+++ Dataset records +++
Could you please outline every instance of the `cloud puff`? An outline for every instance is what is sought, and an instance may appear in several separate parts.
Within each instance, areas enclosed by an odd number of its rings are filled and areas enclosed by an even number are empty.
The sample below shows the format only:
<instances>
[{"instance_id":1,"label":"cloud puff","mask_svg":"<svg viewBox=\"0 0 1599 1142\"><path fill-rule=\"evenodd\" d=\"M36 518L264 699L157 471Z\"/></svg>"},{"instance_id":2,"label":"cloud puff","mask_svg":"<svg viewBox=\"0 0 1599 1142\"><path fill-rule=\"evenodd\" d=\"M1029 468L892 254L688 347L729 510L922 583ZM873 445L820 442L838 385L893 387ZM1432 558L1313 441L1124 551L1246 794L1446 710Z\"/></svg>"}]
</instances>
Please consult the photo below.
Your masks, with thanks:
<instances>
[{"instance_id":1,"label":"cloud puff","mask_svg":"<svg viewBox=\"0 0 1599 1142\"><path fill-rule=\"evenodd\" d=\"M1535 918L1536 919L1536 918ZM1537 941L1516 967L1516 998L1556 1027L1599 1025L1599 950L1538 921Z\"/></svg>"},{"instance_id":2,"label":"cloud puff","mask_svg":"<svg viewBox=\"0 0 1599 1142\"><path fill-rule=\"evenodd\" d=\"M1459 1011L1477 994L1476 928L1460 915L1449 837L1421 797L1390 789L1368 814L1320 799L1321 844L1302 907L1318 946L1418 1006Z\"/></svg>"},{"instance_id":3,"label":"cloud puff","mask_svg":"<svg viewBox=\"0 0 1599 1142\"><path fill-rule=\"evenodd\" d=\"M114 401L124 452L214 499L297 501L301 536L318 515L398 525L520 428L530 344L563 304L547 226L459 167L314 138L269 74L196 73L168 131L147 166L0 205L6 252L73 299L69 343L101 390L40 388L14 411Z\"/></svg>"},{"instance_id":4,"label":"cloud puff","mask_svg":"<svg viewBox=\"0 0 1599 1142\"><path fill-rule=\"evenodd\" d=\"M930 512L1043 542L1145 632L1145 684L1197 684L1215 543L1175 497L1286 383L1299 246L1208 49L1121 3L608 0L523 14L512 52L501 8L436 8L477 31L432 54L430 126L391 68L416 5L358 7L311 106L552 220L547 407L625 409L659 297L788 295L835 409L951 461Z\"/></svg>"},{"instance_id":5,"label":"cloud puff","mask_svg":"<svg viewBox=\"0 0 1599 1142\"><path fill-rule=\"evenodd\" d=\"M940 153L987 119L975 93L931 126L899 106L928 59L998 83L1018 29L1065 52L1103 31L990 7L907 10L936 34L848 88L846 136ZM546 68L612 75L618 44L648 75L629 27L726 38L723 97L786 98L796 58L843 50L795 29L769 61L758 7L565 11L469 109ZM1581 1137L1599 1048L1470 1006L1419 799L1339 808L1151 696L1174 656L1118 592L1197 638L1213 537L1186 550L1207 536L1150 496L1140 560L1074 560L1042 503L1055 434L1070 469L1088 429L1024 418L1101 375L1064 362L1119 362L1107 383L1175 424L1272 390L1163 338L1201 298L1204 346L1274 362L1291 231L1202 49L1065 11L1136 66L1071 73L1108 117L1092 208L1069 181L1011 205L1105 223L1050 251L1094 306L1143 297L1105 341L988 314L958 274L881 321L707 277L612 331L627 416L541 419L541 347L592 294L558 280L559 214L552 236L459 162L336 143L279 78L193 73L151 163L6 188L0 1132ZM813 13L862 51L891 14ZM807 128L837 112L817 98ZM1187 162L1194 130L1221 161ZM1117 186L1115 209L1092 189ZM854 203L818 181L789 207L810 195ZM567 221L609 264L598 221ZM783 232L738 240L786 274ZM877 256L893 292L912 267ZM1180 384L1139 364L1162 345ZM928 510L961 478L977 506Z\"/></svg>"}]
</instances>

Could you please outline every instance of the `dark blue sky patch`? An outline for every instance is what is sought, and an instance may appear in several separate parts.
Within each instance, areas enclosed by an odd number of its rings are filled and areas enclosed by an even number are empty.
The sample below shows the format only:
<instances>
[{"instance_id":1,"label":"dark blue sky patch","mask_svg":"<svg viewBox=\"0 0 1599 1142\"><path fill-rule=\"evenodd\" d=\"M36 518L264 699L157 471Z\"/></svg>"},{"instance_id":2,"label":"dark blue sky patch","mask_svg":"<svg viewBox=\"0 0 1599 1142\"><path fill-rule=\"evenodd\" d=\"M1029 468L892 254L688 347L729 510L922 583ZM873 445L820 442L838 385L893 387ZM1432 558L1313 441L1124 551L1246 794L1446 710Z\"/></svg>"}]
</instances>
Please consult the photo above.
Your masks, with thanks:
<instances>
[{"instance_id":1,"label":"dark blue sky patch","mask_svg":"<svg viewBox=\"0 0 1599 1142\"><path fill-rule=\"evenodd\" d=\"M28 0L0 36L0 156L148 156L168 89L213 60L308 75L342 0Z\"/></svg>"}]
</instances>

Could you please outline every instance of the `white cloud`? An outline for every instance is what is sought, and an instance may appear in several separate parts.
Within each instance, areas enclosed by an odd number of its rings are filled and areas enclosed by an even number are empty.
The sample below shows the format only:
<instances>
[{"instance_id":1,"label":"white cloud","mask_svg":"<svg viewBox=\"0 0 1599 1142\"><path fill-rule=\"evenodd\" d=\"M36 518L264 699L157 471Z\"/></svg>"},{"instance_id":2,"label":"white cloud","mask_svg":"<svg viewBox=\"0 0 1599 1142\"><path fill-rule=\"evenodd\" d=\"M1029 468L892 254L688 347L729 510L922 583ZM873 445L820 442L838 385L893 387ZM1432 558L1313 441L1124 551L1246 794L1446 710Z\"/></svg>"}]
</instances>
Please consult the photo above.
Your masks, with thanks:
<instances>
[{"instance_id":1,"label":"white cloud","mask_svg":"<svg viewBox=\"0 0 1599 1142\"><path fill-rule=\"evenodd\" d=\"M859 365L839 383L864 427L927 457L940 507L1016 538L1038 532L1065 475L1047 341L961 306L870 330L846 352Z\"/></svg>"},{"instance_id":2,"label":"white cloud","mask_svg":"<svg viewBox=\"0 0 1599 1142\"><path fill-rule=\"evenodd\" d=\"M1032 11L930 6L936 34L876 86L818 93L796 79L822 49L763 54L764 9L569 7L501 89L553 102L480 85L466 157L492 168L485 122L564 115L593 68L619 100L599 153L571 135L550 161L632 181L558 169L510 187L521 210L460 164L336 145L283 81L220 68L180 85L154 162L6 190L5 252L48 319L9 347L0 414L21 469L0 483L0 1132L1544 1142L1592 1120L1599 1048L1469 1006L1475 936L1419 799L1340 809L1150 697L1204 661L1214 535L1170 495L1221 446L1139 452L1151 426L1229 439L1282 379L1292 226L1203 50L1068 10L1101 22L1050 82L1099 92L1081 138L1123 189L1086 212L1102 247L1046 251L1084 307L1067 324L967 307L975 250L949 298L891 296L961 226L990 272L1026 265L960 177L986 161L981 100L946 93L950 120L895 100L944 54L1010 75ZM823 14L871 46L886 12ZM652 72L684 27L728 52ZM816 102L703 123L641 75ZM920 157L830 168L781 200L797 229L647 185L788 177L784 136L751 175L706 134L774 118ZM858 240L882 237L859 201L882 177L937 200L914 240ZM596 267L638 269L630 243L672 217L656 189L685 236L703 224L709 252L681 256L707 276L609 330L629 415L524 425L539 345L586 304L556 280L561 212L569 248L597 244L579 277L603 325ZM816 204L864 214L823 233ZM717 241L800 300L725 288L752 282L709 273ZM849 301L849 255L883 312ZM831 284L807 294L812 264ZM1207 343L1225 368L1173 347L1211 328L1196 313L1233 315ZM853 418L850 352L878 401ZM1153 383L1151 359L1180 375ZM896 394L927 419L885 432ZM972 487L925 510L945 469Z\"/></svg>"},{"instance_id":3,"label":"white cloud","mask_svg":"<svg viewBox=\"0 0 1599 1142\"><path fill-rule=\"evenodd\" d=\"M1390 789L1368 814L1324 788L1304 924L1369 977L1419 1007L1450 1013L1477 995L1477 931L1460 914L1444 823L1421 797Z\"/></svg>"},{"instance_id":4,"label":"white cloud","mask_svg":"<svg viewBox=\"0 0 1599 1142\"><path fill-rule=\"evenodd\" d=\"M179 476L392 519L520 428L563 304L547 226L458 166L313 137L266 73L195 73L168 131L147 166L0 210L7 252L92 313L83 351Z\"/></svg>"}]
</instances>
+++
### Exercise prompt:
Return, please, the lines of the data from the first through the line containing "Please consult the photo below.", both kept, exactly as they stand and nothing more.

### Exercise answer:
Could you please outline every instance of the `cloud puff`? An outline for every instance is what is sought, and an instance may appear in several separate parts.
Within each instance, areas enclosed by an odd number of its rings are filled and areas enclosed by an even number are empty.
The sample below shows the format only:
<instances>
[{"instance_id":1,"label":"cloud puff","mask_svg":"<svg viewBox=\"0 0 1599 1142\"><path fill-rule=\"evenodd\" d=\"M36 518L264 699L157 471Z\"/></svg>"},{"instance_id":2,"label":"cloud puff","mask_svg":"<svg viewBox=\"0 0 1599 1142\"><path fill-rule=\"evenodd\" d=\"M1029 468L892 254L688 347L729 510L922 583ZM873 445L820 442L838 385L893 387ZM1432 558L1313 441L1124 551L1246 794L1446 710Z\"/></svg>"}]
</instances>
Please consult the photo below.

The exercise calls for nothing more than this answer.